# Do this
Recast every line of the entries below as a Markdown table with the columns "Row" and "Line", giving each line its own numbered row and omitting blank lines. Leave the pictures out of the table.

# Record list
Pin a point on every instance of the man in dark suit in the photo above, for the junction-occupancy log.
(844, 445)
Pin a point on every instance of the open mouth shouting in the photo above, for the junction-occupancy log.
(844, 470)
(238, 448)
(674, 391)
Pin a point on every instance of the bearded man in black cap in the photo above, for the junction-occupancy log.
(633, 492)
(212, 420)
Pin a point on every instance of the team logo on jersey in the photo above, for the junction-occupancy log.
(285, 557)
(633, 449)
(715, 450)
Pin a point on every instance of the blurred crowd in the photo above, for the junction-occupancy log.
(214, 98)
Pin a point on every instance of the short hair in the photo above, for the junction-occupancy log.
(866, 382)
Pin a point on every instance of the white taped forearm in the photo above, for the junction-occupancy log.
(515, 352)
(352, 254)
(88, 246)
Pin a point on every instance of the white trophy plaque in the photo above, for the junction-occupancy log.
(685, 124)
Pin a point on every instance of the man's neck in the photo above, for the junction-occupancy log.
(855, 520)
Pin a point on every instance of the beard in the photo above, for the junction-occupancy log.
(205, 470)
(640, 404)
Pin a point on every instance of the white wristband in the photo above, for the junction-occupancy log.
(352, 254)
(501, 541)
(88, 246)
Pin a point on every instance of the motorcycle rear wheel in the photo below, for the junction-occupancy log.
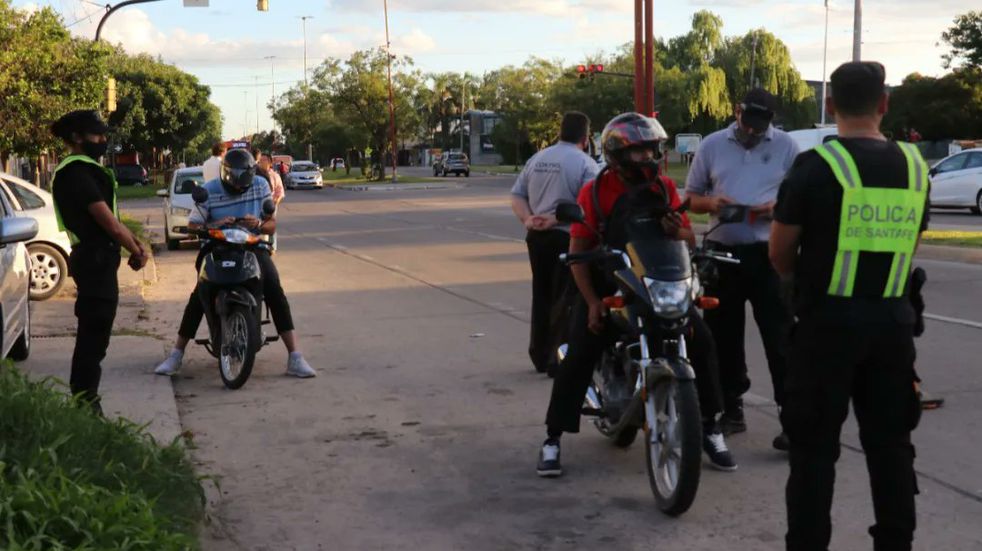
(673, 445)
(239, 344)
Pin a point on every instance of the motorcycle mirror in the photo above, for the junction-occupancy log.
(569, 212)
(268, 208)
(199, 194)
(732, 214)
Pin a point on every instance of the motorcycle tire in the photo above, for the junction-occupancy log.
(674, 484)
(240, 326)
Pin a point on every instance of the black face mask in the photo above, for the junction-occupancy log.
(95, 149)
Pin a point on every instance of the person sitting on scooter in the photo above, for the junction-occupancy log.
(632, 145)
(239, 194)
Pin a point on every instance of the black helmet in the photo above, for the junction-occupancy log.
(238, 171)
(631, 131)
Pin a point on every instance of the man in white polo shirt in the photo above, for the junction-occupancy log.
(552, 176)
(744, 164)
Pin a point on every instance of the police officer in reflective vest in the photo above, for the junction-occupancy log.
(85, 206)
(847, 224)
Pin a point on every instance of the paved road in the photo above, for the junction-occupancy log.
(421, 431)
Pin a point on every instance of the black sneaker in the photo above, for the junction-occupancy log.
(719, 455)
(732, 421)
(781, 442)
(549, 466)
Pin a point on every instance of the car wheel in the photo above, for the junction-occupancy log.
(22, 346)
(48, 270)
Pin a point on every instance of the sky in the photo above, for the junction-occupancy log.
(228, 44)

# Task output
| Row | Line |
|---|---|
| 1 | Pin a point on every instance of the man in dark suit in the photo above, for the junction-occupancy log. |
| 2 | (844, 445) |
| 3 | Pin a point on every instance of the open mouth shouting in the photo above, for the junction-occupancy log. |
| 4 | (844, 470) |
| 5 | (238, 448) |
| 6 | (674, 391) |
| 7 | Pin a point on every instance of the bearded man in black cap in the photo above, for the junction-occupancy log. |
| 8 | (633, 492) |
| 9 | (212, 420) |
| 10 | Pin a point on every instance of the team logo on jersey in the photo above, for the junction-occupancy log. |
| 11 | (285, 557) |
| 12 | (633, 449) |
| 13 | (715, 450) |
| 14 | Pin a point on every instance of the blurred crowd in the photo above, for the junction-occupancy log. |
| 15 | (214, 98) |
| 16 | Pin a point on every instance of the short hair in the photo above, for the junction-occupancy log. |
| 17 | (866, 382) |
| 18 | Pin a point on every instance of the white taped forearm in the photo above, for the junction-occupancy log. |
| 19 | (515, 352) |
| 20 | (352, 254) |
| 21 | (88, 246) |
| 22 | Pin a point on every instance of the white trophy plaque in the photo above, for the junction-occupancy log. |
| 23 | (685, 124) |
| 24 | Pin a point on every instance of the man's neck in the photo above, for the junction-occupancy log. |
| 25 | (855, 520) |
| 26 | Pin a point on every instance of the beard in the photo above, for the junction-occupancy log. |
| 27 | (205, 470) |
| 28 | (640, 404) |
| 29 | Pin a point on every instance of the white wristband in the photo above, for the junction-occupancy log. |
| 30 | (352, 254) |
| 31 | (501, 541) |
| 32 | (88, 246) |
| 33 | Pin a point on every instance of the motorcycle rear wheel in the photo below, for the junction-occupancy log. |
| 34 | (673, 445) |
| 35 | (239, 344) |
| 36 | Pin a point on every instance of the motorcycle mirror in the photo above, for the junction-occupancy log. |
| 37 | (569, 212) |
| 38 | (268, 208) |
| 39 | (199, 194) |
| 40 | (732, 214) |
| 41 | Pin a point on every instance of the motorcycle tire in the photo above, for the junction-occupancy log. |
| 42 | (674, 484) |
| 43 | (240, 326) |
| 44 | Pin a point on every instance of the black face mask in the photo above, for the junction-occupancy log. |
| 45 | (95, 149) |
| 46 | Pin a point on every instance of the person sitting on scooter in the photo above, for the junction-occupancy log. |
| 47 | (632, 145) |
| 48 | (239, 194) |
| 49 | Pin a point on every instance of the black helmet in the photo above, for the junction-occupancy log. |
| 50 | (238, 171) |
| 51 | (631, 131) |
| 52 | Pin a point on every instance of the man in white polo shirt in the photo above, for the junction-occupancy log. |
| 53 | (552, 176) |
| 54 | (744, 164) |
| 55 | Pin a point on every instance of the police officer in reflective vest in the photo above, for the junction-occupancy log. |
| 56 | (85, 206) |
| 57 | (847, 224) |
| 58 | Pin a point on every instance of the paved road in the photo above, for the junction-occupancy log. |
| 59 | (421, 431) |
| 60 | Pin a point on every instance of the black sneaker in the photo above, for the junction-occupancy log. |
| 61 | (719, 455) |
| 62 | (732, 421) |
| 63 | (781, 442) |
| 64 | (549, 466) |
| 65 | Pin a point on every instance of the car wheel in the photo above, for the junction-occupancy log. |
| 66 | (22, 346) |
| 67 | (48, 270) |
| 68 | Pin a point on every instance of the sky in the photo above, for the junction-occupancy log. |
| 69 | (228, 44) |